◆ What you will do ◆
In the blog entries, what three things does the writer call the handwriting episode an informal introduction to?

Saturday, August 25, 2007

The Power of the Brain

I realized this beautiful Saturday morning the initial moment in which I understood the omnipotence of the human brain. I was in third grade, with Ms. Hendricks. I remember critically analyzing my handwriting which included a comparison with that of my classmates, I noticed that there was quite a variance in our contruction of the "2." We must have been doing math. Some sort of rote memorization, I'm sure. Anyway, I noticed that some of the young ladies in class had added a bit of flare by adding a nice little tail, which ended up being the weight of the construction, eventually. I decided to try my hand at the curly "2," repeatedly on my page. I've always said that I don't really write in my natural handwriting. Rather, I draw letters, numbers, and combinations thereof, using a subconsciously created font that is supposed to represent me in some abstract way. Regardless, I sit filling my page with "2's." No big surprise that I was disinterested in math minute. Huh. Long story short, I soon could not stop creating my 2's in this new foreign, imitated fashion. As I wrote the rest of the day, I would realize it just after the fact-the 2 had become a part of me, without my having planned or consciously welcomed it. From that day on, until a middle school graffiti career caused me to rethink what my writing said about me, I unwillingly created my "2's" with little oinker tails.

This, honestly, was the first time I understood who was running the show, cause it clearly wasn't me. It was my informal introduction to intellectualism, the subconscious, psychology, and on a strange level, began my process wherein I deified the brain as THE most powerful entity in existence.

Friday, August 24, 2007

Nearly Achieved Lifetime Aspiration

Being that I work in Dripping Springs, I'm on the highway quite often. Generally, the consequences thereof are negative, the most costly being the astronomically high gas prices. Side note: How is it that when prices are raised super fast, people get angry, yet there is no such response if the increase is slow and methodical? Anyway, one of the few advantages to having highway time is my chance at completing one of the three life goals that I have had for some time. My holy trinity, so to speak. I'll list them all, just for fun.

1. Become fully ambidextrous.

2. Write down everything I know.

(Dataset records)
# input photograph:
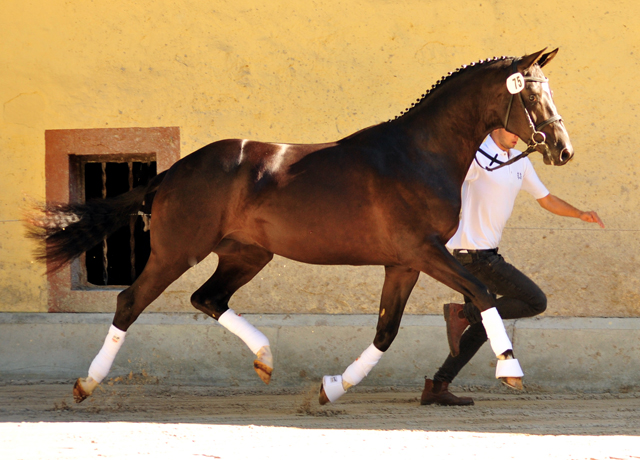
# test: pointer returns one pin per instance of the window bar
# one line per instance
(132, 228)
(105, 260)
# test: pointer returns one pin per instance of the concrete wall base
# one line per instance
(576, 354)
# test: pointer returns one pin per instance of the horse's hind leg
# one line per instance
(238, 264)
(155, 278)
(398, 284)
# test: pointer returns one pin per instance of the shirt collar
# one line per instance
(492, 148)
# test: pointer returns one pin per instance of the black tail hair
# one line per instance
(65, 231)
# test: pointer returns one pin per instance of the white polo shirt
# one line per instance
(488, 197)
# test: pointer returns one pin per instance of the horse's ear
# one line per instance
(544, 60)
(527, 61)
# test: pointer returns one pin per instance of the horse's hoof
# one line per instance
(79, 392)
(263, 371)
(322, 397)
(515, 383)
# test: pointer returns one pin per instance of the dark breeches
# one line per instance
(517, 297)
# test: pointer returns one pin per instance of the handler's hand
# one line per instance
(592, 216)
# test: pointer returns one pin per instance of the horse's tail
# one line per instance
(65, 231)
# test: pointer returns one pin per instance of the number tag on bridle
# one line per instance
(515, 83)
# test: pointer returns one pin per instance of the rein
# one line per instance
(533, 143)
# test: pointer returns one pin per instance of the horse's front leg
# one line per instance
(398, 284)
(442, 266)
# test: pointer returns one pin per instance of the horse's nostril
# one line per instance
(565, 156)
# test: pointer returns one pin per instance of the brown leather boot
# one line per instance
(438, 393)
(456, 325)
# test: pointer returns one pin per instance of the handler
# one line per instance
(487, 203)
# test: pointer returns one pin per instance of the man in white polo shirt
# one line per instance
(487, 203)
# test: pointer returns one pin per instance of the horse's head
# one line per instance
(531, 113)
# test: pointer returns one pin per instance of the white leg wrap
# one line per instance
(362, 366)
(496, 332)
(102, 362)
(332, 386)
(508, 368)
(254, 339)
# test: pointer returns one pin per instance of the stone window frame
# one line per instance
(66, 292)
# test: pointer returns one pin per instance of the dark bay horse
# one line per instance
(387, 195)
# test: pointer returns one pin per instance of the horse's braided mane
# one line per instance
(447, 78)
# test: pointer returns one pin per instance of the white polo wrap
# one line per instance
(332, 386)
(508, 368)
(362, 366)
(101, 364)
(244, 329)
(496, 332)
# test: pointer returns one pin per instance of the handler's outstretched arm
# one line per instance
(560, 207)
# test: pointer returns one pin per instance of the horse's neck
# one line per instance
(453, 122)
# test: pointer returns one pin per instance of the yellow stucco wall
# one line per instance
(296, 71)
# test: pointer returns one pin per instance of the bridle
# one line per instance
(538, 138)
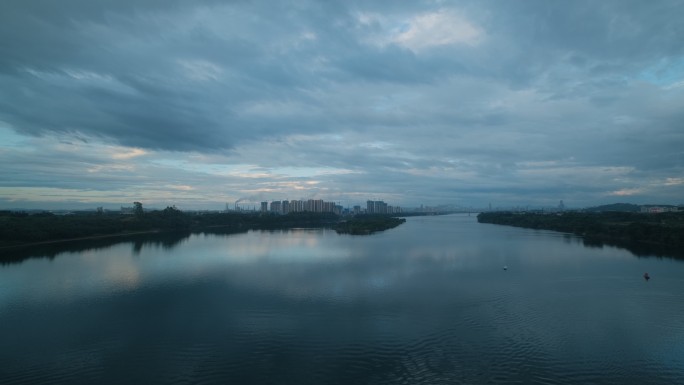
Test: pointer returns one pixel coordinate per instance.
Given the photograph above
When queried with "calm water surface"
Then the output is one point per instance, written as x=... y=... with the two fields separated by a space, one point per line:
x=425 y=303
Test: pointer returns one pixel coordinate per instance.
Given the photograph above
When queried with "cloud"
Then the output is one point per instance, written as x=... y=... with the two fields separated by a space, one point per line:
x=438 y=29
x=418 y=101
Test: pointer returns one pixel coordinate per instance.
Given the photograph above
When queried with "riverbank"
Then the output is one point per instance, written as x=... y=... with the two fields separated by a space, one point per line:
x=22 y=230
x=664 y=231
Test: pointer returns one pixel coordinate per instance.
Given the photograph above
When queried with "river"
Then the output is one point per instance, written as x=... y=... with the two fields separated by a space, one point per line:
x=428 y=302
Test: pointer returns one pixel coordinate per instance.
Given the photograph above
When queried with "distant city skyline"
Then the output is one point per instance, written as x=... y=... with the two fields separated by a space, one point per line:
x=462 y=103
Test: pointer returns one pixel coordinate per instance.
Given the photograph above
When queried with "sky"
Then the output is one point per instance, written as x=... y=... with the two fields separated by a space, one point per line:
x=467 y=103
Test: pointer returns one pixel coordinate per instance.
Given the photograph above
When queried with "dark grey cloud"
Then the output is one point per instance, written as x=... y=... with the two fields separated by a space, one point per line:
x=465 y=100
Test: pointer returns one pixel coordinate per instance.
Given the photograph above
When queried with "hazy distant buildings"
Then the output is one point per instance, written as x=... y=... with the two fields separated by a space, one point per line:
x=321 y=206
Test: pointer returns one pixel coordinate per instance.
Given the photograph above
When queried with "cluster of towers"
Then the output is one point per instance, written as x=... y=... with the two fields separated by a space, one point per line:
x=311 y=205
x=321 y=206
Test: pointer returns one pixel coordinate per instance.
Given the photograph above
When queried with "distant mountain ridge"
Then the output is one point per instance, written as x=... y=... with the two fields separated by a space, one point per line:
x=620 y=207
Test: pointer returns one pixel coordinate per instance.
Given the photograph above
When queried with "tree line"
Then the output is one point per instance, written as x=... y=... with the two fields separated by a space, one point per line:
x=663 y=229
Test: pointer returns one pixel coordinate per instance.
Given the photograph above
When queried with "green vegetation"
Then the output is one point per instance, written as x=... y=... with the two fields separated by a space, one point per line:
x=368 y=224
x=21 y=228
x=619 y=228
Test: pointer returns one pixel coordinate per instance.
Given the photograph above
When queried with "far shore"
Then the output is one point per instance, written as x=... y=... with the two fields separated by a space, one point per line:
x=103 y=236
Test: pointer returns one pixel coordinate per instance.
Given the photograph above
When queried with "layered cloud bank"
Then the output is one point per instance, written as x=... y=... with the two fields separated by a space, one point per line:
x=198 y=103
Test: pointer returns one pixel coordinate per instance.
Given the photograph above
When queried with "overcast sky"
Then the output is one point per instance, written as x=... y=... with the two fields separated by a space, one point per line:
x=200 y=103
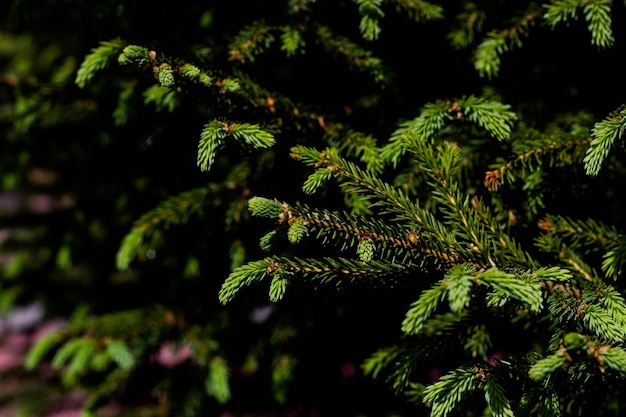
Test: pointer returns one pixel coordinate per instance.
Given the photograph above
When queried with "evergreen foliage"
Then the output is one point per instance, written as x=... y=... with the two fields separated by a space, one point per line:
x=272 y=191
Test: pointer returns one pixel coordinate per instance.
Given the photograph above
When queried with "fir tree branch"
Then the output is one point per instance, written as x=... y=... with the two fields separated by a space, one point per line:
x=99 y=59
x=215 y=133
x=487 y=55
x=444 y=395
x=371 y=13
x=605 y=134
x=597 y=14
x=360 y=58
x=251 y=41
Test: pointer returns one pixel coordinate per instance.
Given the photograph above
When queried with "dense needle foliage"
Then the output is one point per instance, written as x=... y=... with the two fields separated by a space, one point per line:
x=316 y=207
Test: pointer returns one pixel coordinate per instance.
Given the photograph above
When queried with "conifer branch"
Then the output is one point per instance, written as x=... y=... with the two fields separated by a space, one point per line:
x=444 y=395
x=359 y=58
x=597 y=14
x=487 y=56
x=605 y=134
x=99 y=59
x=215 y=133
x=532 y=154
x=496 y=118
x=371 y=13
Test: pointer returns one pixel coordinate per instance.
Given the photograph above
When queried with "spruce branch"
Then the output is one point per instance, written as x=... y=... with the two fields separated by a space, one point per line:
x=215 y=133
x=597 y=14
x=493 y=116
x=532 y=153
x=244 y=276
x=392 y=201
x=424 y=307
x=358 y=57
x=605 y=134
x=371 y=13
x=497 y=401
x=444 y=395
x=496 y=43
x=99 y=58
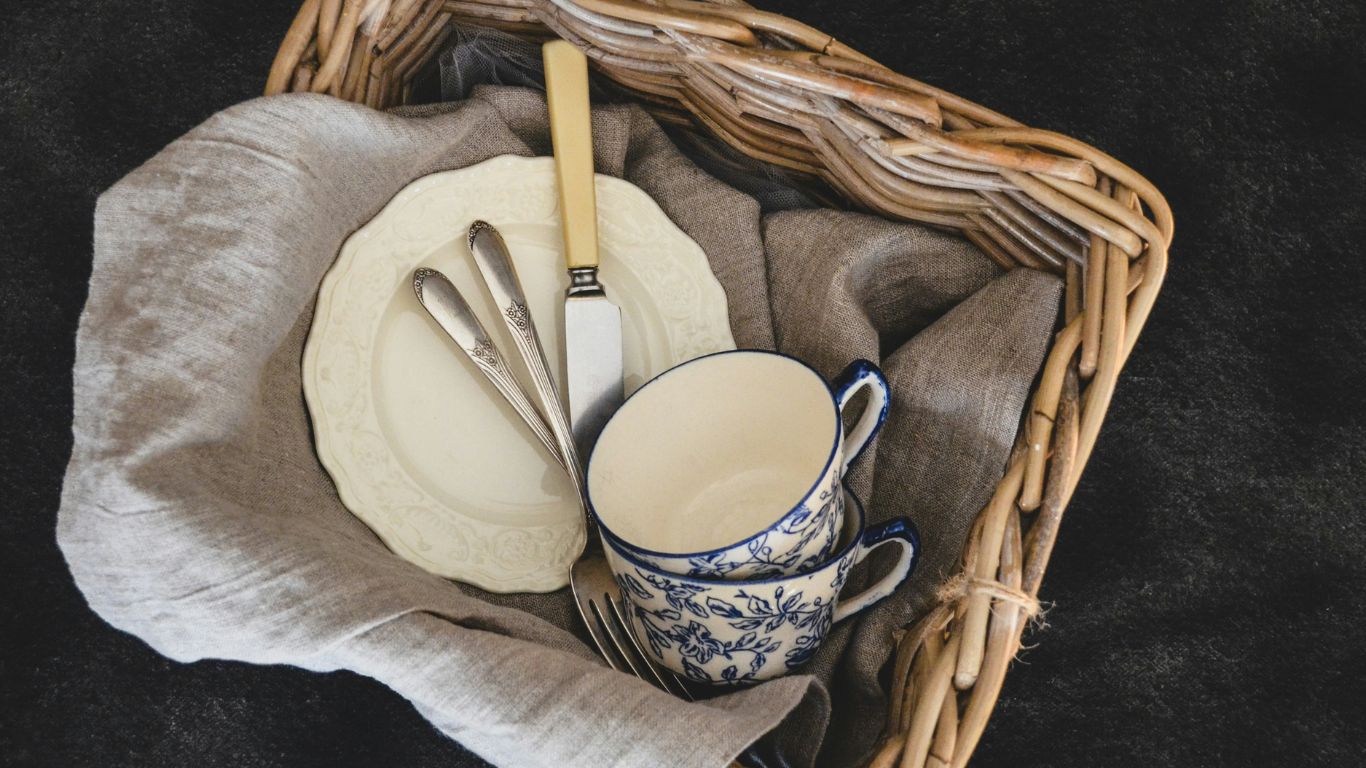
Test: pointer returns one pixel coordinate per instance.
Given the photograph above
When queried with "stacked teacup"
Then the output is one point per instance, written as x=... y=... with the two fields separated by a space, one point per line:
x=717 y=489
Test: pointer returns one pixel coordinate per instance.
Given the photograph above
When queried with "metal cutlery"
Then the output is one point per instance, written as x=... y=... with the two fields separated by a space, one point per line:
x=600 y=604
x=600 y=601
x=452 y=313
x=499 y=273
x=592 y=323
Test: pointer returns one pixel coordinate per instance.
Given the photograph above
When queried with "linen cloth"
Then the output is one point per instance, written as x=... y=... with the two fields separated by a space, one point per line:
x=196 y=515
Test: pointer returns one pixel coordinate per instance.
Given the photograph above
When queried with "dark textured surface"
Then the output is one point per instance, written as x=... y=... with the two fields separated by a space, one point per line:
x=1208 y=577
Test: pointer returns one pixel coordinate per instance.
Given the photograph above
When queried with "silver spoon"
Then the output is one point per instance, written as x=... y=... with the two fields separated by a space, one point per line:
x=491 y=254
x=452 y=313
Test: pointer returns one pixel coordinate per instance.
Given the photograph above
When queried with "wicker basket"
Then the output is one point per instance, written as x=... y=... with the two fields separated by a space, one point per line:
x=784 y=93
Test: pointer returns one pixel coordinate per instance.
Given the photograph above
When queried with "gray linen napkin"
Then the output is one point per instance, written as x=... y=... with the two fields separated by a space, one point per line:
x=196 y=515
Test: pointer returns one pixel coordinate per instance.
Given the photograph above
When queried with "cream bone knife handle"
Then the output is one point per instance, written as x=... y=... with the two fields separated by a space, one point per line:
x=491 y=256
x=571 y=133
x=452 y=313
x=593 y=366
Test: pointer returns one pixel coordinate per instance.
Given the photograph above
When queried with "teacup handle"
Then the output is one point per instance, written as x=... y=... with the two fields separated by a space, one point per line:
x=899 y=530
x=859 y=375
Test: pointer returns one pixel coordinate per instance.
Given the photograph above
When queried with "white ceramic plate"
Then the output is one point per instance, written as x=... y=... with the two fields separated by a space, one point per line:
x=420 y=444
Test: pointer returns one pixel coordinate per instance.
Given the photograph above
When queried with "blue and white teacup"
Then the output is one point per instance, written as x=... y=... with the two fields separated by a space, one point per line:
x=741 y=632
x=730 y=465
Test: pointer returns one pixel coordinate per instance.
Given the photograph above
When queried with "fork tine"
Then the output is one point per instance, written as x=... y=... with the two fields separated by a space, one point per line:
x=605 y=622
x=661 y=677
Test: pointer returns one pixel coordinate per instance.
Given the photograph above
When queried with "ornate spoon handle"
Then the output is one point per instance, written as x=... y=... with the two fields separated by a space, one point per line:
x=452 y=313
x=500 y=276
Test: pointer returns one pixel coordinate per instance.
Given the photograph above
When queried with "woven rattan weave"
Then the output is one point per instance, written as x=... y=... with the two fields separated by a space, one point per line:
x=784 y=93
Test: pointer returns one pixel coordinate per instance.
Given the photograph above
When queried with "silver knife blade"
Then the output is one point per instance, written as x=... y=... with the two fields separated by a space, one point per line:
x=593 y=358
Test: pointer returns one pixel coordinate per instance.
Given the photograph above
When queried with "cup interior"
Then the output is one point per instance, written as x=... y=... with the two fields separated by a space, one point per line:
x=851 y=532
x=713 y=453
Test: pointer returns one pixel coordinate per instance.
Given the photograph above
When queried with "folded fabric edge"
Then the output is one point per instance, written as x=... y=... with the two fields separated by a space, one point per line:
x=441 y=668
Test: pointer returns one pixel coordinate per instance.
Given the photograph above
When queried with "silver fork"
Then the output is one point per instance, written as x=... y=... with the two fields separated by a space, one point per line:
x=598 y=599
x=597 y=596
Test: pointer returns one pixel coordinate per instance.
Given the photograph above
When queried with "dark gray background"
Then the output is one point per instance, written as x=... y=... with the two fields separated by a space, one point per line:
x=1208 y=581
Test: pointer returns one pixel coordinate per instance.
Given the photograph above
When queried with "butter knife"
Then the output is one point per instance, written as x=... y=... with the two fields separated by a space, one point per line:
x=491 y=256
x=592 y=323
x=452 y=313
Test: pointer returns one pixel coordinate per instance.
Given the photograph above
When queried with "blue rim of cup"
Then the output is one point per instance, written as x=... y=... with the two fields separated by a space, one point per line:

◆ Solution to this task ◆
Intellectualism, the subconscious, and psychology.